• 降水检验项目展示(工作机会/私活请私信我)



    首先是工程思路设计

    考虑到数据是月尺度上的应用,那么在数据处理上可以不使用并行来节省时间,在计算过程中使用封装好的库来提高代码效率,优先使用矢量化计算

    站点插值使用meteva库,格点使用常用的xarray

    设计思路:

    请添加图片描述

    以2022年为例

    step1 清洗目标台站数据

    import glob as glob
    import numpy as np
    file_list = glob.glob('/home/mw/project/Y*.csv')
    file_list.sort()
    lon_lat = {'5173':[84.4249,43.3619],'5174':[84.4500,43.3249],'5175':[84.4402,43.2423],'5176':[84.2356,43.0849],'5177':[83.3329,42.3224],'5178':[83.2237,42.1153],'5179':[83.3007,42.1623]}
    #rint(file_list)
    import pandas as pd
    df_all = []
    zhang = []
    for num,dfname in enumerate(file_list):
        print(num,dfname)
        df = pd.read_csv(dfname,encoding='ISO-8859-1',sep=',',header=0)
        #print(df.shape)
        df.drop([0],inplace=True)
        if num==4:
            df.drop([len(df)],inplace=True)
    
        #print(df)
        df = df[['Station_Id_C','Year','Mon','Day','Hour','PRS','TEM','TEM_Max','DPT','RHU','PRE_1h','WIN_S_Avg_2mi','WIN_S_Max']]
        station_id = int(df.Station_Id_C.iloc[0][1:])
        #print(station_id)
        #break
    
        df.rename(columns={'Mon':'Month'},inplace=True) 
        df['datetime']=pd.to_datetime(df[['Year','Month','Day','Hour']])
        #df['alldatetime']=pd.to_datetime(df[['Year','Month','Day','Hour']])

____________________

上面的原文里，站点插值用的是哪个库？

____________________

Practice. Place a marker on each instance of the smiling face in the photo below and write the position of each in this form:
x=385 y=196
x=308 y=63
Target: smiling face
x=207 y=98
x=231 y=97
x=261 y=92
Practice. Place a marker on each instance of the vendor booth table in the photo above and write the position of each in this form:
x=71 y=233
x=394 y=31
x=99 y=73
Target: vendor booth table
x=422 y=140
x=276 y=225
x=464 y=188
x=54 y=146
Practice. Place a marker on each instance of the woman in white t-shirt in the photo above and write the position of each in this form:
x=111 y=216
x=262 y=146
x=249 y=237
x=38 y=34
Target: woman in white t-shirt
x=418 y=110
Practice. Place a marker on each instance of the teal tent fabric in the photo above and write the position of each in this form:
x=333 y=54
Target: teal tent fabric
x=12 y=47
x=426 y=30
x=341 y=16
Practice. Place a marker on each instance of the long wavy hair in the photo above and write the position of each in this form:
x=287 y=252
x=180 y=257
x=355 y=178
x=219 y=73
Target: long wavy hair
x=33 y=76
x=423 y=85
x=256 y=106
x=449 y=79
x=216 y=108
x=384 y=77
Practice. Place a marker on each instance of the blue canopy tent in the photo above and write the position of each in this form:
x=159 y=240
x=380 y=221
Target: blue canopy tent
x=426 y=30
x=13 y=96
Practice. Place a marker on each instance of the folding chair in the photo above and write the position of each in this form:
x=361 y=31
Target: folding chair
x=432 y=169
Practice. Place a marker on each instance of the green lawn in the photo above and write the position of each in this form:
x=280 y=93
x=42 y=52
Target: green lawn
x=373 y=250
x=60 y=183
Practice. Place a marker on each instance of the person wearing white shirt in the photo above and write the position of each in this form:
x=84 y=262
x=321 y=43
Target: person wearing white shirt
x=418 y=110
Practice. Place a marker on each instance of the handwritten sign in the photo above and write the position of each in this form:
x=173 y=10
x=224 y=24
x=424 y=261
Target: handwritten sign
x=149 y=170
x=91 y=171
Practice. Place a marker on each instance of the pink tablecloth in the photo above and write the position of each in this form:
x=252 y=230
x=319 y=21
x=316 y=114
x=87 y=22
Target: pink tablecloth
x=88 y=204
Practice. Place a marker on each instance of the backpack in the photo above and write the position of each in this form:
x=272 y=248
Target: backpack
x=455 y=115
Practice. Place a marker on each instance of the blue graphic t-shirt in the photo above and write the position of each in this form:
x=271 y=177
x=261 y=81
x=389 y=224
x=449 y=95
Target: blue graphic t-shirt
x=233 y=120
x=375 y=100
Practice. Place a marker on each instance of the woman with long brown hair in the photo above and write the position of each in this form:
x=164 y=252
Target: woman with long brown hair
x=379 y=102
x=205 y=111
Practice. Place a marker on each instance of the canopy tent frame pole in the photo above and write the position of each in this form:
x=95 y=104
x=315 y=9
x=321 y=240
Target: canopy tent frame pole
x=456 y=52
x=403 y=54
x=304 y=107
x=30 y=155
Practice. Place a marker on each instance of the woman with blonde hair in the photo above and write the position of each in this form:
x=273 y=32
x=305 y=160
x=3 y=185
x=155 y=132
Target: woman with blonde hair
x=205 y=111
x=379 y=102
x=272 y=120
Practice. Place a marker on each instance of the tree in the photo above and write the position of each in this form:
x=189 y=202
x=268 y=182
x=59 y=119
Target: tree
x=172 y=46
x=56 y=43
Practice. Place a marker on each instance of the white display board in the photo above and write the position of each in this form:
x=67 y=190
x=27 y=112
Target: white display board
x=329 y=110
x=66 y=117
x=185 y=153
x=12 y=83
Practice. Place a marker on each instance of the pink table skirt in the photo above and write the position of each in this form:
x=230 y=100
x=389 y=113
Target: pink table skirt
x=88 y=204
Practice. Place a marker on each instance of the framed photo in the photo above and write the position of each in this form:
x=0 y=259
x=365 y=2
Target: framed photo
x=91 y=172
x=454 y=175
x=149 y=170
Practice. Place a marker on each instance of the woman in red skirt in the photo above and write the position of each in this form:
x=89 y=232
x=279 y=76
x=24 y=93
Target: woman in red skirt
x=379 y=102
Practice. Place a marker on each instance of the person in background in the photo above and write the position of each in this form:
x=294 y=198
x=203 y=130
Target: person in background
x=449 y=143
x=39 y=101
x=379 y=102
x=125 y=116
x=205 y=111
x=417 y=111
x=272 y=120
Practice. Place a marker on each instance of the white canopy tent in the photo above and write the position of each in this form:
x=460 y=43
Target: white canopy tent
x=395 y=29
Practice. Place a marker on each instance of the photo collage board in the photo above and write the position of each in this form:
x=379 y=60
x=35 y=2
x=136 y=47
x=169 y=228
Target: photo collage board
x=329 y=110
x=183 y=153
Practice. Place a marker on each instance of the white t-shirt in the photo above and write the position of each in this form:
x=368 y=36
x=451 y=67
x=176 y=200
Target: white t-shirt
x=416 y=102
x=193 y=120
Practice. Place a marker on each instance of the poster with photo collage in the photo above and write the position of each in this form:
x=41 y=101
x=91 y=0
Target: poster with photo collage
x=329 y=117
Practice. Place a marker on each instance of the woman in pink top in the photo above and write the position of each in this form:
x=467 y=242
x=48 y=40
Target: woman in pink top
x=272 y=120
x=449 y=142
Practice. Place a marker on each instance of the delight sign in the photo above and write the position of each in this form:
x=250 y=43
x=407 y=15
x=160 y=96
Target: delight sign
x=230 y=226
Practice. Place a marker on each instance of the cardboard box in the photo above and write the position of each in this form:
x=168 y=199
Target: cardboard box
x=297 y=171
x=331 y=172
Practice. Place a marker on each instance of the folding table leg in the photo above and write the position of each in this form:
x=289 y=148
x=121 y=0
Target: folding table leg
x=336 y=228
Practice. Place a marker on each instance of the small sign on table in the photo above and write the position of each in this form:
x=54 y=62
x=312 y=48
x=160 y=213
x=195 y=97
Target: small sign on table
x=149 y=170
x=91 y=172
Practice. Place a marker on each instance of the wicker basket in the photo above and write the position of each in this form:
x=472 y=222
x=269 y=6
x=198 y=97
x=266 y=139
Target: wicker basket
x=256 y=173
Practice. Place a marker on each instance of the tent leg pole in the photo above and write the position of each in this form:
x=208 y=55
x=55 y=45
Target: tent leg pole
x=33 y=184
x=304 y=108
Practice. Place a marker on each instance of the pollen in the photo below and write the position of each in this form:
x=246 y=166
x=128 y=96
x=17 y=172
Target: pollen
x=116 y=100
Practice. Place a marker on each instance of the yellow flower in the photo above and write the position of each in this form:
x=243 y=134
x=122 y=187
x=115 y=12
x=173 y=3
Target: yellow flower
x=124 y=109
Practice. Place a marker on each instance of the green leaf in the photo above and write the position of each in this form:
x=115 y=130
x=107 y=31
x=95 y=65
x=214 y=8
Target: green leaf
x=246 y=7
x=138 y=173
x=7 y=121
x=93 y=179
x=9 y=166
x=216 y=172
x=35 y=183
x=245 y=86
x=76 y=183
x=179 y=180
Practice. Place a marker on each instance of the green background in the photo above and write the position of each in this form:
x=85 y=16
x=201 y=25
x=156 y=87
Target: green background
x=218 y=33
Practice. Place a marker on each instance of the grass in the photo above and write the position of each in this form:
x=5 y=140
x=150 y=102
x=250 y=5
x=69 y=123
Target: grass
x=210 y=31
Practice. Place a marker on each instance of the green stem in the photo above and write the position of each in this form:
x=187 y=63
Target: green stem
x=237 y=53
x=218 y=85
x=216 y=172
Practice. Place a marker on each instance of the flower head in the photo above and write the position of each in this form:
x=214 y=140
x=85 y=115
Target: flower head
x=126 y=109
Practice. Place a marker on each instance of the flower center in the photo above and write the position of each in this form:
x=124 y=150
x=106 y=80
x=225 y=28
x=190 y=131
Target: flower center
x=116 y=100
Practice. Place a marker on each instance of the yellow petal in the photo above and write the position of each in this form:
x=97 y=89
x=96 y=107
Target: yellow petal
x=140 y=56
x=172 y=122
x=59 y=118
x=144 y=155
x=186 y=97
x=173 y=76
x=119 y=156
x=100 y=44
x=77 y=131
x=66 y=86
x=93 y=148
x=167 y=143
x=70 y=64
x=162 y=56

____________________

# 任务结果:
meteva库。